→ **Given instruction A**
Rewrite the collected data rows from the line with "If you could locate the girl's" through the last row, changing "Target" to "Label" and leaving everything else as is.

[START OF Quoted passage]

Implementing Proximal Policy Optimization A2C with pytorch


In [None]:
#Importing Neccessary Libraries for the model
import os
import numpy as np
import time
import glob
from datetime import datetime
import gym
#-----------pytorch libraries----------------#
import torch
import torch.nn as nn
from torch.distributions import MultivariateNormal
from scipy.stats import multivariate_normal
from torch.optim import Adam

In [None]:
#Implementing the Proximal Policy Optimization
#The below class will store the local variables for clean policy

class store:
  def __init__(self):
    self.actions=[]
    self.states=[]
    self.log_probs=[]
    self.rewards=[]
    self.state_values=[]
    self.terminal=[]

  def clear(self):
    del self.actions[:]
    del self.states[:]
    del self.log_probs[:]
    del self.rewards[:]
    del self.state_values[:]
    del self.terminal[:]

#Implementing A2C
#since we are dealing with Drone environment with continuous space of action
#i.e [0,1]^4

class Actor_Critic(nn.Module):
  def __init__(self,action_dim,state_dim,action_dist):
    super(Actor_Critic,self).__init__()

[END OF Quoted passage]

→ **Given instruction B**
Write the next part of the PyTorch proximal policy optimization code, starting right after its final line.

[START OF Material provided]

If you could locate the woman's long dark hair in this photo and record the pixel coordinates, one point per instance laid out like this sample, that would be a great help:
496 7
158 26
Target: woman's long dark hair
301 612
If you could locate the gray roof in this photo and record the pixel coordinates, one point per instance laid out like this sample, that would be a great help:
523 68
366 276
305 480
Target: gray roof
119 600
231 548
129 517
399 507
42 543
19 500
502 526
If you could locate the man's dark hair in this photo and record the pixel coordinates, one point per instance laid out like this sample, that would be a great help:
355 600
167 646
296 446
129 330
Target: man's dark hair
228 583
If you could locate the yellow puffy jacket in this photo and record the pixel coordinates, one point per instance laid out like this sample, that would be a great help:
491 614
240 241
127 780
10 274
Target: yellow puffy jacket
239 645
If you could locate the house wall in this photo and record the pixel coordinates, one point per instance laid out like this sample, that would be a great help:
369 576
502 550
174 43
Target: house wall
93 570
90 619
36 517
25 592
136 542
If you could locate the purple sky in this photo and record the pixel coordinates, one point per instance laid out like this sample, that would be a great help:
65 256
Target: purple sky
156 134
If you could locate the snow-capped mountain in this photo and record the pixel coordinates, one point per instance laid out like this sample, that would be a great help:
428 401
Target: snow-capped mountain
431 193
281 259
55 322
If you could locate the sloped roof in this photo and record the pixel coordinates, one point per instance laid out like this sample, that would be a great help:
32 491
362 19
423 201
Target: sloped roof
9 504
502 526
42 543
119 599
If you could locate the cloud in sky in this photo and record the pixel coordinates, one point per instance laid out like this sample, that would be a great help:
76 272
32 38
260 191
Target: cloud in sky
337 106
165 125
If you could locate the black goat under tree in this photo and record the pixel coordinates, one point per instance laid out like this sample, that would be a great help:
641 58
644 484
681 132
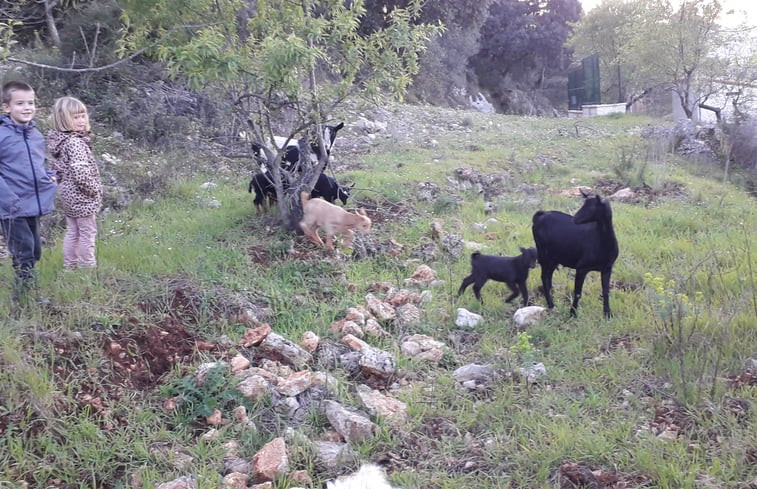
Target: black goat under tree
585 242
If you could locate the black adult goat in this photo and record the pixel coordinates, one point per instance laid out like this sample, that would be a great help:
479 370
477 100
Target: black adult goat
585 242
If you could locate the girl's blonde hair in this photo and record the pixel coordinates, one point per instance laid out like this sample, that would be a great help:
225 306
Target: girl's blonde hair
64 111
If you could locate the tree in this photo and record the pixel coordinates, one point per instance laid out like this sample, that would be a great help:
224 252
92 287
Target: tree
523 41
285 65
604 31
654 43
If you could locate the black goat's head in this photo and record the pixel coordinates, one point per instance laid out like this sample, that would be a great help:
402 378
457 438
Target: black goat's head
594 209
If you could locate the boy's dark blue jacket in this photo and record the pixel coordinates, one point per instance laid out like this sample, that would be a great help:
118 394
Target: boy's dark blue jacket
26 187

[END OF Material provided]

→ **Expected output A**
If you could locate the girl's blonde hair in this photo and record the pixel coordinates, one point per instance laid out like this sample, that would be a great help:
225 306
Label: girl's blonde hair
64 111
If you could locate the tree in this photo and record the pixel coordinates, one point per instance laid out like this sample, that would be a great help:
224 252
92 287
Label: tree
523 41
285 65
604 31
654 43
If you could locate the black goat's head in this photo and record the pixel coordinates, one point per instance laid out like this sample, that would be a great help:
402 378
457 438
Label: black goat's head
594 209
If you could locate the boy's dark blue jacket in this photo and record the pixel coordinates, one point per instance laid out like this sample, that would be a great help:
118 394
Label: boy's dark blue jacket
26 187

→ **Expected output B**
    self.action_var=torch.full((action_dim,),action_dist*action_dist).to(device)
    self.action_dim = action_dim
    #Actor Network
    self.Actor=nn.Sequential(
        nn.Linear(state_dim,84),
        nn.ReLU(),
        nn.Linear(84,84),
        nn.ReLU(),
        nn.Linear(84,action_dim),
        nn.Tanh()
    )

    #Critic Network
    self.Critic=nn.Sequential(
        nn.Linear(state_dim,84),
        nn.ReLU(),
        nn.Linear(84,84),
        nn.Tanh(),
        nn.Linear(84,1)
    )

  def setup_action_dist(self,new_action_dist):
    #since we are dealing continuous space action we need to keep on changing the
    #action dist to make our model learn new things
    self.action_var=torch.full((self.action_dim,),new_action_dist*new_action_dist).to(device)

  def action_pred(self,obs):
    action_mean=self.Actor(obs)
    cov_mat=torch.diag(self.action_var).unsqueeze(dim=0)
    prob_distribution=MultivariateNormal(action_mean,cov_mat)
    action=prob_distribution.sample()
    log_probs=prob_distribution.log_prob(action)
    state_vals=self.Critic(obs)

    return action.detach(),log_probs.detach(),state_vals.detach()

  def evaluate(self,obs,action):
    values=self.Critic(obs)
    action_mean=self.Actor(obs)
    cov_mat=torch.diag_embed(self.action_var.expand_as(action_mean))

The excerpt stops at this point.